* begin Data shown *

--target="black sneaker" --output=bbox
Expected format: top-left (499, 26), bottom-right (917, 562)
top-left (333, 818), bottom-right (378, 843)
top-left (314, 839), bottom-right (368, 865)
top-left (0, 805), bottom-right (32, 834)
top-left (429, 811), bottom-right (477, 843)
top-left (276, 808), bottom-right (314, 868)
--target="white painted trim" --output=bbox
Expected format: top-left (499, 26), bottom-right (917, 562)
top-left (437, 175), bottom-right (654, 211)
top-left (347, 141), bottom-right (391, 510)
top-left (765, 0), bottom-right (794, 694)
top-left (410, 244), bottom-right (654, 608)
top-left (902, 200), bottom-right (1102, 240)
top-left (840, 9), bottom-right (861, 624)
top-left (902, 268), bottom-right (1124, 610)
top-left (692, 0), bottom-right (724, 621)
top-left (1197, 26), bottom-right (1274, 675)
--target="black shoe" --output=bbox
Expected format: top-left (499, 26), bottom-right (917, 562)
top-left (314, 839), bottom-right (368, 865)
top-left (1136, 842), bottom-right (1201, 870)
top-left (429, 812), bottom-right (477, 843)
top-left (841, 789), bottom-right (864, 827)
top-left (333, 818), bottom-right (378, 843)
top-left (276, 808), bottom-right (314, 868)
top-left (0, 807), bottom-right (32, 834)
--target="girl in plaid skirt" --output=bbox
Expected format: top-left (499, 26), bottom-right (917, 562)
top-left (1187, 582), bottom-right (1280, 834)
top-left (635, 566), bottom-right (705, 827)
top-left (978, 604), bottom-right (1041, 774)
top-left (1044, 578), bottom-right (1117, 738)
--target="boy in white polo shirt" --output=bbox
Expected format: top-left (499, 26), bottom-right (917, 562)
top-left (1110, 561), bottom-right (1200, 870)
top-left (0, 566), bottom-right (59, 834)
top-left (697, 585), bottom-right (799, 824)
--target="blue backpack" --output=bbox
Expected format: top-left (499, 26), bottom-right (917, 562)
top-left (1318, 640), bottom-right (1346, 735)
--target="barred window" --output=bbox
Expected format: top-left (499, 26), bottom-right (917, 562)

* end Data shown *

[Exercise brief] Turn every line of the entries above into a numbered list, leaving out any blank lines.

[Answer to this exercise]
1. --target="black sneaker" --output=bbox
2. Expected format: top-left (499, 26), bottom-right (917, 562)
3. top-left (333, 818), bottom-right (378, 843)
4. top-left (314, 839), bottom-right (368, 865)
5. top-left (0, 805), bottom-right (32, 834)
6. top-left (429, 811), bottom-right (477, 843)
7. top-left (276, 808), bottom-right (314, 868)
8. --target="white painted trim" --output=bbox
9. Expected format: top-left (499, 26), bottom-right (917, 562)
10. top-left (437, 175), bottom-right (654, 211)
11. top-left (347, 141), bottom-right (391, 510)
12. top-left (765, 0), bottom-right (794, 694)
13. top-left (410, 244), bottom-right (654, 608)
14. top-left (902, 200), bottom-right (1102, 240)
15. top-left (840, 9), bottom-right (861, 624)
16. top-left (902, 268), bottom-right (1124, 610)
17. top-left (692, 0), bottom-right (724, 621)
18. top-left (1197, 26), bottom-right (1274, 675)
19. --target="black shoe" --output=bbox
20. Expected format: top-left (499, 26), bottom-right (917, 562)
21. top-left (314, 839), bottom-right (368, 865)
22. top-left (1136, 842), bottom-right (1201, 870)
23. top-left (429, 812), bottom-right (477, 843)
24. top-left (841, 789), bottom-right (864, 827)
25. top-left (333, 818), bottom-right (378, 843)
26. top-left (276, 808), bottom-right (314, 868)
27. top-left (0, 807), bottom-right (32, 834)
28. --target="girl in plaid skirt" --output=bbox
29. Expected format: top-left (499, 26), bottom-right (917, 562)
30. top-left (1187, 582), bottom-right (1280, 834)
31. top-left (635, 566), bottom-right (705, 827)
32. top-left (978, 604), bottom-right (1041, 774)
33. top-left (1044, 578), bottom-right (1117, 738)
34. --target="boy in white polo shirt" --output=bbox
35. Expected format: top-left (499, 26), bottom-right (917, 562)
36. top-left (1110, 561), bottom-right (1200, 870)
37. top-left (0, 566), bottom-right (59, 834)
38. top-left (697, 585), bottom-right (799, 824)
39. --target="blue backpack" --output=bbox
40. Expected format: top-left (499, 26), bottom-right (917, 562)
41. top-left (1318, 640), bottom-right (1346, 735)
42. --target="barred window" --output=bbox
43. Expected format: top-left (499, 26), bottom-right (917, 562)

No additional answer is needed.